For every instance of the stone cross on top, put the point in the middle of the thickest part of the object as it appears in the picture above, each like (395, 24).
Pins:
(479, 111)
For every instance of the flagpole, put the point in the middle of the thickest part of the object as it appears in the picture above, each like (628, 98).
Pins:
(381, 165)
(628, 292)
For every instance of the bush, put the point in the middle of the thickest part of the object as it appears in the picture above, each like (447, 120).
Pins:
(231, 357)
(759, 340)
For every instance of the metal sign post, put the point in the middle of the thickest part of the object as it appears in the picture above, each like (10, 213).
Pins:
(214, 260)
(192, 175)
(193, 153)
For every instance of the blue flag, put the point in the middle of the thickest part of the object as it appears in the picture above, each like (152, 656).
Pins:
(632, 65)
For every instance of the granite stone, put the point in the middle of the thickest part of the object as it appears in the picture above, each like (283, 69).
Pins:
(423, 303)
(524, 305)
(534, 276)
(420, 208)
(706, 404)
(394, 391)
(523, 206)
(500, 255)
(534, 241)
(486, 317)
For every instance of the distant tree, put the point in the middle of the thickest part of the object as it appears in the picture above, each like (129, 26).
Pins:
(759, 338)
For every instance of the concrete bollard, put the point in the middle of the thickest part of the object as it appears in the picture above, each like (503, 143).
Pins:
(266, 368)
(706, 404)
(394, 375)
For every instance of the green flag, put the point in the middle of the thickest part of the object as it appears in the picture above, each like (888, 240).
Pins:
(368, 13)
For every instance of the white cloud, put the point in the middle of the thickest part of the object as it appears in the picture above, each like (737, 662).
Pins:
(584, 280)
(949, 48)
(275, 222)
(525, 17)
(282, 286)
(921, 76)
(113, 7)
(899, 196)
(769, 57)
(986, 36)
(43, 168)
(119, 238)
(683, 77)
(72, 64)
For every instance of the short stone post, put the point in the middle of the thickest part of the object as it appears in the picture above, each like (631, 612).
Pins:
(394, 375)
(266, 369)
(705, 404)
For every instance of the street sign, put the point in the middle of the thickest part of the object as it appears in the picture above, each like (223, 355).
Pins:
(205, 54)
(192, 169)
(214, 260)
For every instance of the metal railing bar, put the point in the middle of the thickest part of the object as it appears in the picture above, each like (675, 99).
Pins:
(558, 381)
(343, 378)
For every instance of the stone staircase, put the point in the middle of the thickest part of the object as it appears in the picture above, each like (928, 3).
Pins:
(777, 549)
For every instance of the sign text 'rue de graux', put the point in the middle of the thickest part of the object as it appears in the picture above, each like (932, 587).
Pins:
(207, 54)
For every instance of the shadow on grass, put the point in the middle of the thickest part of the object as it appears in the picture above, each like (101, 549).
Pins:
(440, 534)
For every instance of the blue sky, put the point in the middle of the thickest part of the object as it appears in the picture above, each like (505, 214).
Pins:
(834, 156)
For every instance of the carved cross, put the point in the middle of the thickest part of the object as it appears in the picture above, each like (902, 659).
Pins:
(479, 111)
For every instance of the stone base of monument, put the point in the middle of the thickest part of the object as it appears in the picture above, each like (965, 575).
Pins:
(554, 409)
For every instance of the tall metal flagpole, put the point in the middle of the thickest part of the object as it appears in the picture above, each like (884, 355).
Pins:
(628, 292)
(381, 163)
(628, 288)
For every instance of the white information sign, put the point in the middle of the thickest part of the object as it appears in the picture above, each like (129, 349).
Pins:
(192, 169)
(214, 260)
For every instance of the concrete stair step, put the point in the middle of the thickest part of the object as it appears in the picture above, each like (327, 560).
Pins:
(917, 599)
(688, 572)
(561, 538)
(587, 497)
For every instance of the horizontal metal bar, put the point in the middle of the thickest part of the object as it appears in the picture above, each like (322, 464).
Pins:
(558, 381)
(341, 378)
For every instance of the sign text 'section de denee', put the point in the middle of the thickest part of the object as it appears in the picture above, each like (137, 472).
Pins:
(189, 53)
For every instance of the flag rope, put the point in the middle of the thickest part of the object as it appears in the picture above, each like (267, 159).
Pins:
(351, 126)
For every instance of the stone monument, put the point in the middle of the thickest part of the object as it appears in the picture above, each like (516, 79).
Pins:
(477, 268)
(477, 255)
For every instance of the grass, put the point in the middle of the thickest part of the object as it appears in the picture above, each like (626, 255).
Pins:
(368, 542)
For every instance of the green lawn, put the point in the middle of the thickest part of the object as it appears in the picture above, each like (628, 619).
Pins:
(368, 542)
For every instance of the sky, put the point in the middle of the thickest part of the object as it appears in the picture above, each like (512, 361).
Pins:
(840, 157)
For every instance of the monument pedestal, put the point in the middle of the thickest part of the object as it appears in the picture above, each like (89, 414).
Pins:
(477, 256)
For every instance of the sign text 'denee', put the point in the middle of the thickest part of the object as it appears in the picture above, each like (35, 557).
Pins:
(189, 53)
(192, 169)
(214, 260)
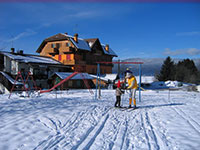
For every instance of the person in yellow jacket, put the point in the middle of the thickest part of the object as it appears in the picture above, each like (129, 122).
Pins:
(132, 86)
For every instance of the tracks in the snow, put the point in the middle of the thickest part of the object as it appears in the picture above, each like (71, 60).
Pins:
(105, 128)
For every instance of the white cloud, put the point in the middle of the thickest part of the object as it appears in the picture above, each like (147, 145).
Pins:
(187, 51)
(188, 33)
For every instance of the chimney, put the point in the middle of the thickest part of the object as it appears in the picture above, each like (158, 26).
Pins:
(76, 38)
(107, 47)
(12, 50)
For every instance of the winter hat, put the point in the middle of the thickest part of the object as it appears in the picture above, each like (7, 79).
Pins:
(128, 73)
(119, 84)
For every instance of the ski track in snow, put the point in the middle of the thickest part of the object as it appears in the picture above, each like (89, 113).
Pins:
(79, 123)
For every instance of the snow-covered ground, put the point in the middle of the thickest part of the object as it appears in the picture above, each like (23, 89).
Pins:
(165, 120)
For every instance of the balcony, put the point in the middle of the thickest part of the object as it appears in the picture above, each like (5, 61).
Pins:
(68, 49)
(68, 62)
(80, 62)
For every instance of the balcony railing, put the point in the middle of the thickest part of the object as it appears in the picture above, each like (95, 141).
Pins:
(68, 62)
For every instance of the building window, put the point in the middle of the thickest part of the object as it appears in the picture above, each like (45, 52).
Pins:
(57, 45)
(70, 83)
(68, 44)
(68, 57)
(59, 57)
(53, 45)
(78, 83)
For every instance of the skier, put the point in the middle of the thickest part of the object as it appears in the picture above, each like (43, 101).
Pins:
(132, 86)
(119, 92)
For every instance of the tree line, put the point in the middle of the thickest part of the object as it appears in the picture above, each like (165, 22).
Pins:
(183, 71)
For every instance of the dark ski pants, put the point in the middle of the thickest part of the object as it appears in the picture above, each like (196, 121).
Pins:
(118, 101)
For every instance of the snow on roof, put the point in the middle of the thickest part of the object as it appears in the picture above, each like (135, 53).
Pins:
(10, 78)
(106, 77)
(30, 58)
(64, 75)
(81, 44)
(109, 52)
(146, 79)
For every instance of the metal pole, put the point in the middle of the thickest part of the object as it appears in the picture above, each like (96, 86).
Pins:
(97, 81)
(140, 66)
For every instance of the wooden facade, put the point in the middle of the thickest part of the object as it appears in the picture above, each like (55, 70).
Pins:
(81, 55)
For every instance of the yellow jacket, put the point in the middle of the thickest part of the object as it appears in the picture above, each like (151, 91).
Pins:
(132, 83)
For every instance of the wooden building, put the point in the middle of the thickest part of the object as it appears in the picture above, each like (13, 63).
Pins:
(80, 54)
(79, 81)
(40, 67)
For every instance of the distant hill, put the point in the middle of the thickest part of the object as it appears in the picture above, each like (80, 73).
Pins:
(151, 66)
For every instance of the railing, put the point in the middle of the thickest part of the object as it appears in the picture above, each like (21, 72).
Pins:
(68, 62)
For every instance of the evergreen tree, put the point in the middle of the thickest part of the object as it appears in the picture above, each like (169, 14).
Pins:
(186, 71)
(167, 70)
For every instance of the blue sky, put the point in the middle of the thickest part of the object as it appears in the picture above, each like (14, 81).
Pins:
(133, 30)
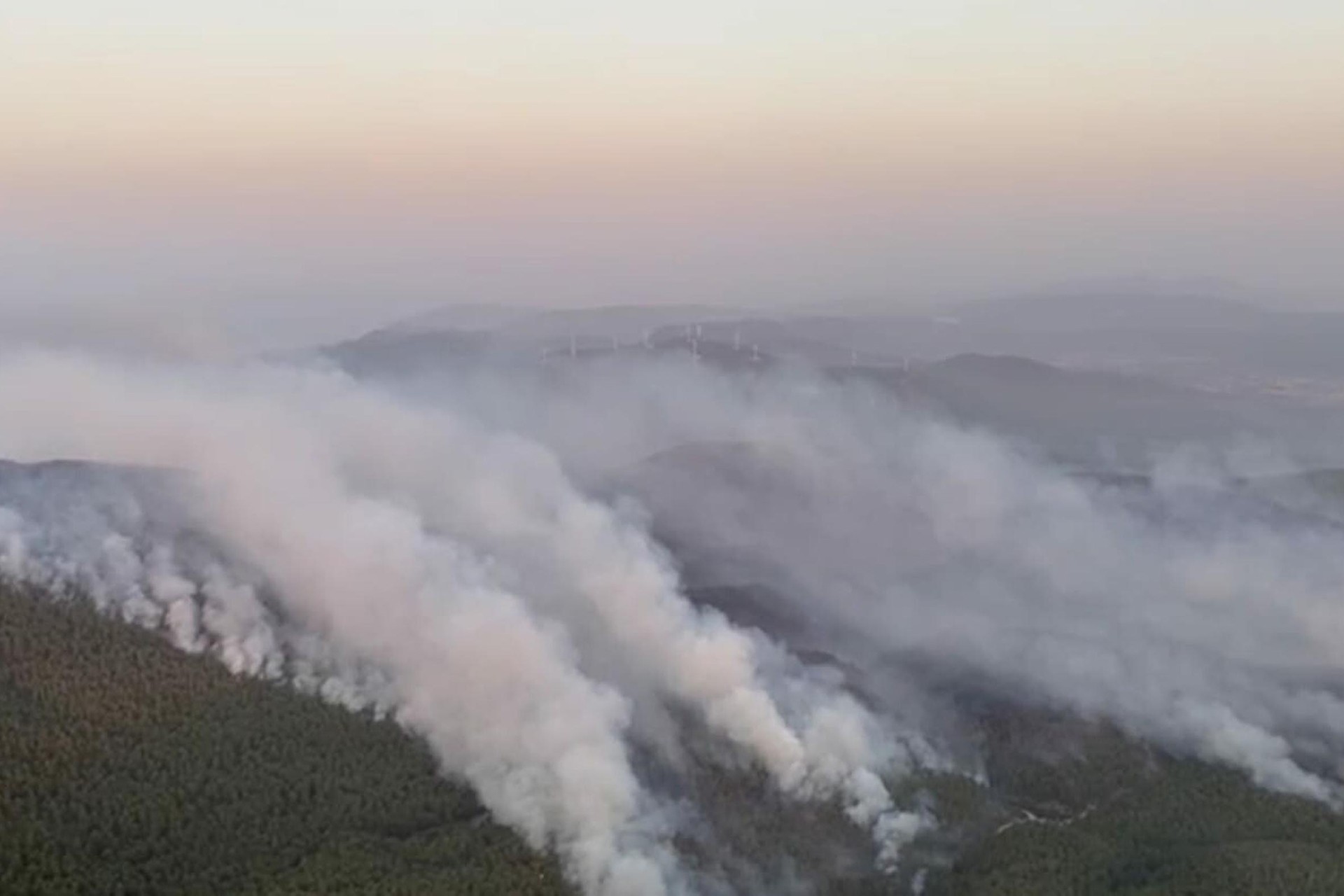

Task prompt: Would you filter the entries above and keep each line that has the word "jacket"?

Response to this exercise:
For every instance of the person in yellow jacket, put the point in the middle of the thickest part of the object as it appears in the picture above, each like (129, 122).
For every instance of the yellow jacket, put the point in the middle of the thickest part of the object as it appears in the picture above, each like (151, 91).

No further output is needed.